---------- BRONTEKST ----------

Peuters drinken nog vooral zoete drankjes
DEN HAAG (ANP). Peuters drinken vooral zoete drankjes en vrijwel geen water, terwijl ouders, verzorgers en professionals in de kinderopvang wel aangeven het drinken van water belangrijk te vinden. Peuters nemen dagelijks 2,3 glas zoete drank, tegenover 1,1 glas water.
Dat blijkt uit een landelijke steekproef naar het drinkgedrag onder kinderen tussen de 0 en 4 jaar, in opdracht van JOGG (Jongeren Op Gezond Gewicht) en uitgevoerd door onderzoeksbureau Motivaction. Siroop en diksap zijn de meest gedronken zoethoudende dranken.
Er is geen sprake van onwil, maar van onwetendheid bij ouders en verzorgers, blijkt uit de steekproef. Bijna twee derde van de ouders en professionals in de kinderopvang zegt zich ervan bewust te zijn dat er meer dan vijf suikerklontjes in een glas frisdrank zitten. Maar slechts een kwart van de ondervraagden weet dat een glas vruchtensap dezelfde hoeveelheid suiker bevat. Een minderheid van de ouders (40 procent) denkt dat peuters water lekker vinden. En van de professionals denkt 18 procent dat.

---------- DATASETRECORDS ----------

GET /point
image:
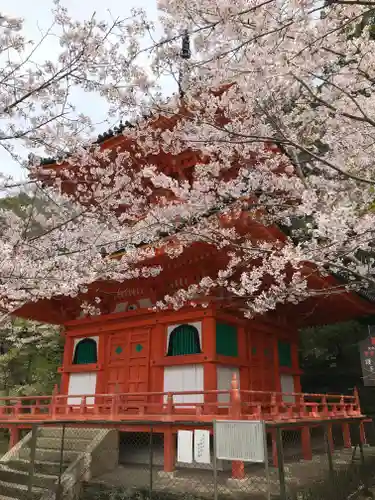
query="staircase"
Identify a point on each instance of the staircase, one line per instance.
(87, 452)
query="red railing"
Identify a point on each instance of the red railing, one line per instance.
(179, 406)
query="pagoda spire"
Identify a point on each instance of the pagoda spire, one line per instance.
(184, 54)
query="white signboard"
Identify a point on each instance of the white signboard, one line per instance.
(185, 447)
(202, 446)
(243, 440)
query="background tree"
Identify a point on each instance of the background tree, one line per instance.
(280, 114)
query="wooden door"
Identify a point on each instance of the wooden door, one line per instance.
(138, 363)
(128, 362)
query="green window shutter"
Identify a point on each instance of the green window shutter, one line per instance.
(85, 352)
(183, 340)
(226, 340)
(285, 354)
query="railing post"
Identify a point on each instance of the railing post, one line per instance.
(114, 407)
(306, 442)
(61, 464)
(53, 403)
(329, 447)
(280, 463)
(235, 399)
(357, 401)
(274, 407)
(346, 435)
(235, 412)
(169, 407)
(17, 408)
(83, 405)
(14, 436)
(33, 442)
(343, 406)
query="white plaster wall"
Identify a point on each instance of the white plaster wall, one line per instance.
(81, 384)
(184, 378)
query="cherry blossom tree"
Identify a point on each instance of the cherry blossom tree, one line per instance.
(276, 101)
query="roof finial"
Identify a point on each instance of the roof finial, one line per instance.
(184, 54)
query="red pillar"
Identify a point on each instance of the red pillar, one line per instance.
(274, 448)
(235, 411)
(330, 437)
(346, 435)
(169, 450)
(306, 443)
(362, 434)
(14, 436)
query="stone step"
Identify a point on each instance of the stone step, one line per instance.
(15, 476)
(19, 491)
(52, 443)
(48, 455)
(40, 467)
(70, 432)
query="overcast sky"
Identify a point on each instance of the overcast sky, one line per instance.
(37, 17)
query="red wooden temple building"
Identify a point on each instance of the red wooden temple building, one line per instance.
(195, 364)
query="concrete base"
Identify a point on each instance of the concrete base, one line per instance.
(167, 475)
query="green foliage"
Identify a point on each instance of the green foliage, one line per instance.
(31, 358)
(330, 359)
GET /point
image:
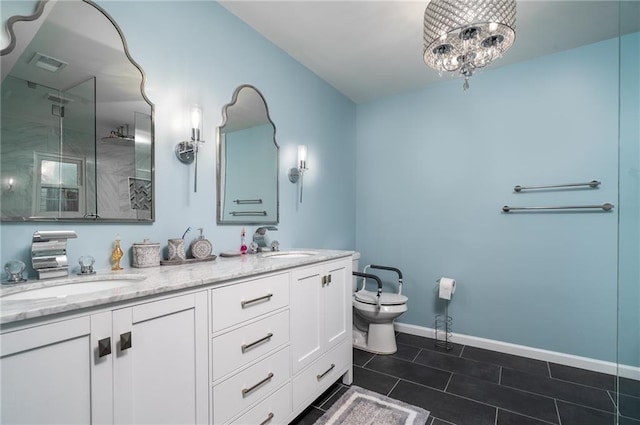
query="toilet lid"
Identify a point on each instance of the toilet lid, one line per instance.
(385, 298)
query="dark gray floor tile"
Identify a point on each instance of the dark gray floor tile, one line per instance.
(510, 418)
(574, 393)
(486, 371)
(308, 417)
(572, 414)
(326, 400)
(360, 358)
(426, 343)
(582, 376)
(627, 421)
(535, 367)
(410, 371)
(447, 407)
(437, 421)
(373, 381)
(629, 406)
(522, 402)
(629, 387)
(406, 352)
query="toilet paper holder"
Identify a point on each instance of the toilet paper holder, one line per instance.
(443, 325)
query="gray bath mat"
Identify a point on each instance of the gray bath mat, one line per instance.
(362, 407)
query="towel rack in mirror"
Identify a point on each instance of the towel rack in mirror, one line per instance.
(592, 184)
(605, 207)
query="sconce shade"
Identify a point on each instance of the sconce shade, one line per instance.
(196, 123)
(187, 151)
(302, 157)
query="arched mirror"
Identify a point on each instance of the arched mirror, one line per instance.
(247, 165)
(77, 128)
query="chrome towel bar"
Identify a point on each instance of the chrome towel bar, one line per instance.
(248, 201)
(247, 213)
(592, 184)
(605, 207)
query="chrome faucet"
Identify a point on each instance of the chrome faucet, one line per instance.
(260, 236)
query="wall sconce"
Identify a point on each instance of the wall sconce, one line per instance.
(295, 174)
(187, 151)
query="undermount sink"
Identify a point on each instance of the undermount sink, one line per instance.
(290, 254)
(77, 288)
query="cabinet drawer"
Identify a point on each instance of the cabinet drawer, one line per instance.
(321, 374)
(235, 349)
(237, 303)
(272, 411)
(249, 386)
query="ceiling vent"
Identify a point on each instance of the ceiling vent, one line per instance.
(47, 63)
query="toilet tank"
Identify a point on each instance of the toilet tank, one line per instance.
(355, 260)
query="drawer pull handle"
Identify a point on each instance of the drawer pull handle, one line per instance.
(266, 421)
(319, 377)
(246, 347)
(247, 391)
(104, 347)
(255, 300)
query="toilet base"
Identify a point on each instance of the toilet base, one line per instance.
(380, 339)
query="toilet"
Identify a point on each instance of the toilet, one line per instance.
(373, 329)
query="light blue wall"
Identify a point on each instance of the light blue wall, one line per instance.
(435, 166)
(629, 227)
(197, 52)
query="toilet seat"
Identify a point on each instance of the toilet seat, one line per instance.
(369, 297)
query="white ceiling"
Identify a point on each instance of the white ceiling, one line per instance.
(371, 49)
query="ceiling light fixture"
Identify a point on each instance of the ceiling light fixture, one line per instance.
(463, 35)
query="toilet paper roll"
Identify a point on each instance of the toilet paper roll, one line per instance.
(447, 288)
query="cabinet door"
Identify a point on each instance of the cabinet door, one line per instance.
(306, 312)
(54, 374)
(337, 304)
(160, 367)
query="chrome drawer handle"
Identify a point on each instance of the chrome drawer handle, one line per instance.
(247, 391)
(266, 421)
(255, 300)
(319, 377)
(246, 347)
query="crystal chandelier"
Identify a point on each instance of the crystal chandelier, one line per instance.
(464, 35)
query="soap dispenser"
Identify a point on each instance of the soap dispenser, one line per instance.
(200, 247)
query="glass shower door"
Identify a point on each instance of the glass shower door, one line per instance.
(628, 353)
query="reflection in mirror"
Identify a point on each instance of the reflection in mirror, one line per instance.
(247, 166)
(77, 128)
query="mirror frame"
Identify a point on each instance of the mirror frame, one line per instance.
(219, 189)
(42, 4)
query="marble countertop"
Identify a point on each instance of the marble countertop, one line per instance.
(145, 282)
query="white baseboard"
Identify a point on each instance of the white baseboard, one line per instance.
(594, 365)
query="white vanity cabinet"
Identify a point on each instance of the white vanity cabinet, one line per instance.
(51, 374)
(249, 348)
(320, 328)
(146, 363)
(250, 352)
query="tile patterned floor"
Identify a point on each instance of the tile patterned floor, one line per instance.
(473, 386)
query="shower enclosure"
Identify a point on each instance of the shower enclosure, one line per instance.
(628, 357)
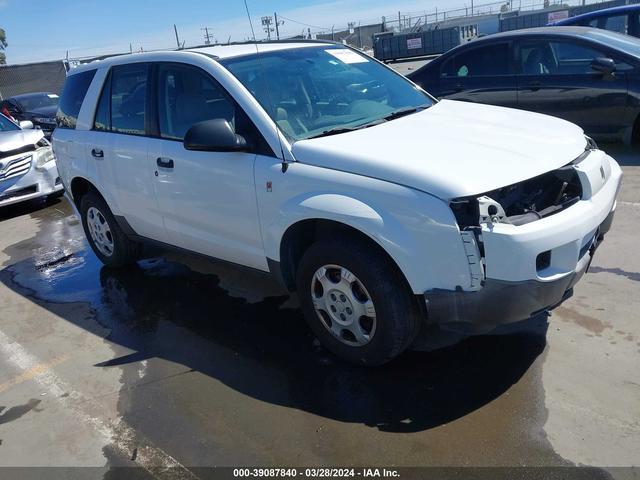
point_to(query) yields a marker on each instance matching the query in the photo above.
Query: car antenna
(285, 164)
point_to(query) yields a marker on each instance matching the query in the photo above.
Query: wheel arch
(299, 236)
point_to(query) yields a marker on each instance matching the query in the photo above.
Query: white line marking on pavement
(116, 434)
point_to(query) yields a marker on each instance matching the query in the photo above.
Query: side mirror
(214, 135)
(604, 65)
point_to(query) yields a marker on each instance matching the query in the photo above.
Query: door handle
(164, 162)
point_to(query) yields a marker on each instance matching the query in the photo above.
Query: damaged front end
(522, 202)
(527, 244)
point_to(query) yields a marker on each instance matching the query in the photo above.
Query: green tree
(3, 45)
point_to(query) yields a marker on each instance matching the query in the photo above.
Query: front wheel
(107, 240)
(356, 301)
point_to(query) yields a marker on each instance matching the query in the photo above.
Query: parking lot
(183, 362)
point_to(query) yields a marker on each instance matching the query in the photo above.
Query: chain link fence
(33, 77)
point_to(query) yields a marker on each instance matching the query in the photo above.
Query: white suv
(386, 210)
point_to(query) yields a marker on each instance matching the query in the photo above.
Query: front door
(208, 199)
(117, 149)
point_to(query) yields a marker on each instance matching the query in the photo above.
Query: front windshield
(7, 125)
(313, 90)
(33, 102)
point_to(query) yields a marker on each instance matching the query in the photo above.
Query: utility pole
(207, 36)
(266, 25)
(278, 23)
(175, 29)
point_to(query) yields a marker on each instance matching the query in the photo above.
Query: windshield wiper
(337, 130)
(390, 116)
(405, 111)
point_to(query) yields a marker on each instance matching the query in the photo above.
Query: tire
(385, 331)
(109, 242)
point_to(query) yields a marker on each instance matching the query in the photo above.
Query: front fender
(417, 230)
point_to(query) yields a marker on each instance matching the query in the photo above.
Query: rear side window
(73, 93)
(128, 93)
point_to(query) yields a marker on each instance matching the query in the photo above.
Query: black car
(588, 76)
(38, 108)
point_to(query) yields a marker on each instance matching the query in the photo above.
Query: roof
(218, 51)
(570, 31)
(605, 12)
(23, 96)
(249, 48)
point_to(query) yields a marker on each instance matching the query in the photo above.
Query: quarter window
(73, 93)
(188, 96)
(103, 111)
(128, 94)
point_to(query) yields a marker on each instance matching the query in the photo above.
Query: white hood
(452, 149)
(13, 140)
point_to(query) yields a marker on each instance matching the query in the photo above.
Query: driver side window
(186, 96)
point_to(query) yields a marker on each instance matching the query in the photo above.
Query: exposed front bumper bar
(500, 302)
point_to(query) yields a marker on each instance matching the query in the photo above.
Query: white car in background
(27, 165)
(385, 210)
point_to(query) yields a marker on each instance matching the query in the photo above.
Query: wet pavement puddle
(211, 366)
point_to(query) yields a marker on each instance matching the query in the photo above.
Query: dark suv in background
(38, 108)
(587, 76)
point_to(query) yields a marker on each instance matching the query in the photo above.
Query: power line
(207, 36)
(304, 24)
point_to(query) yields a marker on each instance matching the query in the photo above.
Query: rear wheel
(356, 302)
(107, 240)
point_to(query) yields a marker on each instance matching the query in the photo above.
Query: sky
(46, 29)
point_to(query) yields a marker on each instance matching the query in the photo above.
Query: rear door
(556, 78)
(481, 74)
(119, 146)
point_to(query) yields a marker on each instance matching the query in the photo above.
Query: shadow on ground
(164, 309)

----------

### OPDRACHTEN
1 > Zet de alinea die begint met "Er is geen sprake van onwil" uit het bericht over het drinkgedrag van peuters om in een korte opsomming met de belangrijkste feiten.
2 > Herhaal letterlijk een deel van het bericht over het drinkgedrag van peuters: begin bij de woorden "Peuters drinken nog" en stop na "1,1 glas water.".
3 > Ga verder met het bericht over het drinkgedrag van peuters, vanaf de laatste zin die er staat.
De records staan los van de brontekst.

### RESULTATEN PER OPDRACHT
1 >
- Ouders en verzorgers zijn volgens de steekproef niet onwillig maar onwetend.
- Bijna twee derde van de ouders en professionals in de kinderopvang weet dat een glas frisdrank meer dan vijf suikerklontjes bevat.
- Slechts een kwart van de ondervraagden weet dat een glas vruchtensap evenveel suiker bevat.
- 40 procent van de ouders en 18 procent van de professionals denkt dat peuters water lekker vinden.

2 >
Peuters drinken nog vooral zoete drankjes
DEN HAAG (ANP). Peuters drinken vooral zoete drankjes en vrijwel geen water, terwijl ouders, verzorgers en professionals in de kinderopvang wel aangeven het drinken van water belangrijk te vinden. Peuters nemen dagelijks 2,3 glas zoete drank, tegenover 1,1 glas water.

3 >
„Jong geleerd, is oud gedaan”, zegt Paul Rosenmöller, ambassadeur van JOGG. „Het is belangrijk dat jonge kinderen leren water drinken. Water is overal beschikbaar in Nederland, een goede dorstlesser en bevat geen calorieën. Dat zoete dranken dikmakers zijn, is recent nog aangetoond. Kinderen die 1,5 jaar lang limonade met kunstmatige zoetstof drinken in plaats van suiker, blijken na 1,5 jaar een kilo minder in gewicht te zijn toegenomen dan degenen die limonade met suiker krijgen.”
Van de ouders en professionals vindt 80 procent het belangrijk dat kinderen tussen de 0 en 4 jaar wennen aan het drinken van water. Rosenmöller: „JOGG heeft de ambitie om samen met de JOGG-gemeenten - nu 30 in Nederland - binnen nu en een half jaar de kinderdagverblijven volledig te laten overstappen op het aanbieden van water in plaats van zoete dranken.”